◆ TASK INSTRUCTIONS
Restate the entries below word for word, leaving nothing out.

◆ DATASET CONTENT
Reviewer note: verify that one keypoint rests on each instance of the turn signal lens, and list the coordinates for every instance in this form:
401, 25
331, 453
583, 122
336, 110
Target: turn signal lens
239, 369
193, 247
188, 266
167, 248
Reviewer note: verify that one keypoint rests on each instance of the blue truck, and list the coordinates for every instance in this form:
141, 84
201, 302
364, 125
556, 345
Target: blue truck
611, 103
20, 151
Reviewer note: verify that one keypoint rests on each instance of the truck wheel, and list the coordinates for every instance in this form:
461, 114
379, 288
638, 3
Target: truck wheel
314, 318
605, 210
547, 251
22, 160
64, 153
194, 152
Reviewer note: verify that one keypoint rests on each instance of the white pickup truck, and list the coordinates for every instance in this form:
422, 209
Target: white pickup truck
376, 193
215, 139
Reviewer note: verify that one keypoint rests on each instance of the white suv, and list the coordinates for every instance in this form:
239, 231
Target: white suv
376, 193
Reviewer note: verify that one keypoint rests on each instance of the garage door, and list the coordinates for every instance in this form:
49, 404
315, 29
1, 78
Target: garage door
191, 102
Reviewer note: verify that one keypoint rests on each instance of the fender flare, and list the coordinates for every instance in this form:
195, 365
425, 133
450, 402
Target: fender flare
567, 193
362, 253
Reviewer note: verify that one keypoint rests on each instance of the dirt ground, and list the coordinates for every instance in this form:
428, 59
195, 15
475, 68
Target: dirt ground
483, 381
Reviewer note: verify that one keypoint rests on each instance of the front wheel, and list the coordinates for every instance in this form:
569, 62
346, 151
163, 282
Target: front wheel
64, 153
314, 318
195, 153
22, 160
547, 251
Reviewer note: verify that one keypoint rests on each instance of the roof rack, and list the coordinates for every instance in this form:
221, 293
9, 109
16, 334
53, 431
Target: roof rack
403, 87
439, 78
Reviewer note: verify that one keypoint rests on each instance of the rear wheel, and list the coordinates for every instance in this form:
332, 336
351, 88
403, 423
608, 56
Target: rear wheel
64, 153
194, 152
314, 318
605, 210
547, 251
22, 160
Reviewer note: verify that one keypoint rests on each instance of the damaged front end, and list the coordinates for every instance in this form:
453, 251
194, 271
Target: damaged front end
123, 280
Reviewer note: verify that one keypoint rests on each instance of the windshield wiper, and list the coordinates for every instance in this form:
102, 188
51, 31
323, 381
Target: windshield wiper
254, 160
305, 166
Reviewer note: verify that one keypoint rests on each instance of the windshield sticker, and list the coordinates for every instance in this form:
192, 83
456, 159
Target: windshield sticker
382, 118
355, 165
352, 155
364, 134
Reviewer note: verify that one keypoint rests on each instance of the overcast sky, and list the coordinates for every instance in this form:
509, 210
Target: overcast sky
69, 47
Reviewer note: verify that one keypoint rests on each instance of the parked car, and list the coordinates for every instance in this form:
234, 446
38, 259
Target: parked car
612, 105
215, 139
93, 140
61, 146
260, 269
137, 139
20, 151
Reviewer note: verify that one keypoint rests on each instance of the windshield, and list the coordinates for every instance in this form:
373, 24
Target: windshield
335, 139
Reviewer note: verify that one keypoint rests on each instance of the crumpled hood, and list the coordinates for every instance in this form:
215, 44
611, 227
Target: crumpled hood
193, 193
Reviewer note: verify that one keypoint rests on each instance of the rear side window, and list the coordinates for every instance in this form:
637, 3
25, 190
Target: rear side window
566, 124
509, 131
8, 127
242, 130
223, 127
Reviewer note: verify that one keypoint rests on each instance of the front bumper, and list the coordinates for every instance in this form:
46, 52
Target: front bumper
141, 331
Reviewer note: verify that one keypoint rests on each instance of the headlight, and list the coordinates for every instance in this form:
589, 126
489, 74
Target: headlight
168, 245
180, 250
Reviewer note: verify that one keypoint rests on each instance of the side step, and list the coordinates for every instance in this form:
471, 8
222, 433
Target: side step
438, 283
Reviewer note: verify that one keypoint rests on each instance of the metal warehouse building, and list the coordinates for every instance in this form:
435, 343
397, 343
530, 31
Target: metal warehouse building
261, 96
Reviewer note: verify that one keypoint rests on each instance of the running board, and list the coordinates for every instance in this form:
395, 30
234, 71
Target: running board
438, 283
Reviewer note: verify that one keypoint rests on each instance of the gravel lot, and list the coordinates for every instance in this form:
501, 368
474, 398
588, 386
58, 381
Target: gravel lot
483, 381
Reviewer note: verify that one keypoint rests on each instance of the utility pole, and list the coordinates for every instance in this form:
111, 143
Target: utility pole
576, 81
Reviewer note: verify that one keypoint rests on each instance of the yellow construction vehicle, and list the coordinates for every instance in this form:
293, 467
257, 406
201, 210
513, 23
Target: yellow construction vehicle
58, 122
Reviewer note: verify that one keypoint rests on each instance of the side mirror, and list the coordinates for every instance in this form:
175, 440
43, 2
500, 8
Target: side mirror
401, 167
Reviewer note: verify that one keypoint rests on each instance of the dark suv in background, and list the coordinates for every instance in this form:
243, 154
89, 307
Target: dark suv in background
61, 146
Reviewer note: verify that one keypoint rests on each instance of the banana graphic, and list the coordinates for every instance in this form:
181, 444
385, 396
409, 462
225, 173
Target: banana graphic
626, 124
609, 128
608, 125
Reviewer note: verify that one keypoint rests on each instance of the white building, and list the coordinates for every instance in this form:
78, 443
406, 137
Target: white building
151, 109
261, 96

◆ FINISHED TASK
Reviewer note: verify that one keypoint rests on each instance of the turn signal lens, and list the coordinates for every instance in this form:
401, 25
331, 453
583, 122
336, 110
Target: turn signal lens
239, 369
193, 247
188, 266
167, 248
Reviewer note: verify that one keypoint rests on each instance of the blue truck, and list the coordinates for every instance in this form:
141, 84
201, 302
364, 125
556, 345
Target: blue truck
611, 103
20, 151
Reviewer note: verify that one keypoint rests on each instance of the truck wheel, and list the coordinates for every instance in this form:
461, 114
379, 288
638, 3
Target: truck wheel
314, 318
605, 210
547, 251
22, 160
64, 153
194, 152
Reviewer note: verify that one keypoint rests on each instance of the white pickup truck, and list the coordinates for every instance in this form:
422, 209
Target: white pickup truck
376, 193
215, 139
Reviewer note: verify that one keypoint rests on each instance of the white suv, and list the coordinates for every instance in this form:
239, 231
Target: white suv
376, 193
Reviewer note: verify that one keypoint rests on each instance of the garage door, and list the coordinates for every instance in this form:
49, 404
315, 29
1, 78
Target: garage door
191, 102
Reviewer note: verify that one keypoint rests on each instance of the fender flare, and list the coordinates for every instance in this form:
195, 365
425, 133
450, 402
Target: fender flare
567, 193
362, 253
Reviewer note: verify that one keypoint rests on each instance of the dirt ground, and list the coordinates for every instance in this form:
428, 59
195, 15
475, 68
Target: dirt ground
483, 381
Reviewer note: verify that one keypoint rests on each instance of the front wheel, and list the coordinates for every instance in this form:
569, 62
346, 151
163, 282
Target: front wheel
64, 153
314, 318
195, 153
22, 160
547, 251
Reviewer note: verify that one keypoint rests on each instance of the roof rack, and list the coordinates for every instance in this form:
221, 293
9, 109
16, 334
53, 431
Target: roof rack
403, 87
439, 78
Reviewer note: verify that one keypoint rests on each instance of the rear wheel, and list the coordinates for every instance in this form:
332, 336
351, 88
403, 423
608, 56
Target: rear wheel
64, 153
194, 152
314, 318
605, 210
547, 251
22, 160
Reviewer note: verify that one keypoint rests on each instance of the damaged front end, and list the coordinates for every instance in this form:
453, 251
194, 271
Target: damaged front end
123, 280
Reviewer note: verify that one keypoint rests on each instance of the windshield wiper, and list the coordinates for every instance in this form:
102, 188
51, 31
323, 381
Target: windshield wiper
254, 160
305, 166
Reviewer note: verify that one keypoint rests on each instance of the windshield sticker, and list the coordinates for every instance in this form:
192, 83
456, 159
Target: windshield sticker
382, 118
355, 165
352, 155
364, 134
Reviewer note: verify that one keypoint rests on each instance of the overcast sky, and list the coordinates for every instance in this form:
509, 210
Target: overcast sky
69, 47
Reviewer note: verify that one keypoint rests on each instance of the parked car, and list the coordinates for every instance in this form:
234, 446
38, 259
Target: parked car
612, 105
215, 139
93, 140
61, 146
260, 269
137, 139
20, 151
Reviewer note: verify that one keypoint rests on each instance of the windshield, and list the coordinates for every instance in this form:
373, 24
Target: windshield
335, 139
Reviewer note: verify that one keypoint rests on each instance of the crumpled hood, and list the coordinates for every instance in this form:
215, 44
611, 227
Target: crumpled hood
193, 193
Reviewer note: verify that one keypoint rests on each instance of the rear side window, and list the coordinates for every instance in this form:
637, 3
25, 190
Target: rear side window
566, 124
509, 131
8, 127
242, 130
223, 127
Reviewer note: verify that one keypoint rests on each instance of the front bumper, and list the coordinates for every instance in this form:
46, 52
Target: front bumper
141, 331
Reviewer note: verify that one keypoint rests on each instance of the headlight, and list the coordinates for every instance in this form:
589, 126
489, 74
Target: headlight
168, 245
180, 250
Reviewer note: verify that one keypoint rests on each instance of the side step, and list the coordinates for every instance in this form:
471, 8
222, 433
Target: side step
438, 283
Reviewer note: verify that one keypoint rests on each instance of the metal warehouse building, and list the coordinates for every instance in this form:
435, 343
397, 343
530, 31
Target: metal warehouse building
261, 96
Reviewer note: verify that one keypoint rests on each instance of the running board, and list the coordinates for every instance in this form:
395, 30
234, 71
Target: running board
438, 283
Reviewer note: verify that one keypoint rests on each instance of the gravel lot, and list the coordinates for every instance in this form:
501, 368
474, 398
588, 386
58, 381
Target: gravel lot
483, 381
Reviewer note: verify that one keypoint rests on each instance of the utility pole, and list the coordinates for every instance in this form:
111, 143
Target: utility pole
576, 81
Reviewer note: verify that one keypoint rests on each instance of the yellow construction vehicle, and list the coordinates for every instance in this form:
293, 467
257, 406
201, 210
513, 23
Target: yellow construction vehicle
58, 122
Reviewer note: verify that one keypoint rests on each instance of the side mirror, and list the coordinates for every instance in this form:
175, 440
43, 2
500, 8
Target: side mirror
401, 167
Reviewer note: verify that one keypoint rests on each instance of the dark suv in background, and list the coordinates for every instance in this form:
243, 154
89, 307
Target: dark suv in background
61, 146
Reviewer note: verify that one keypoint rests on each instance of the banana graphic, and list the coordinates for every instance in this form:
181, 444
385, 396
409, 462
225, 173
Target: banana graphic
626, 124
609, 128
608, 125
Reviewer note: verify that one keypoint rests on each instance of the white building, and list the coordinates for every instance in this form:
78, 443
406, 137
Target: white building
151, 109
261, 96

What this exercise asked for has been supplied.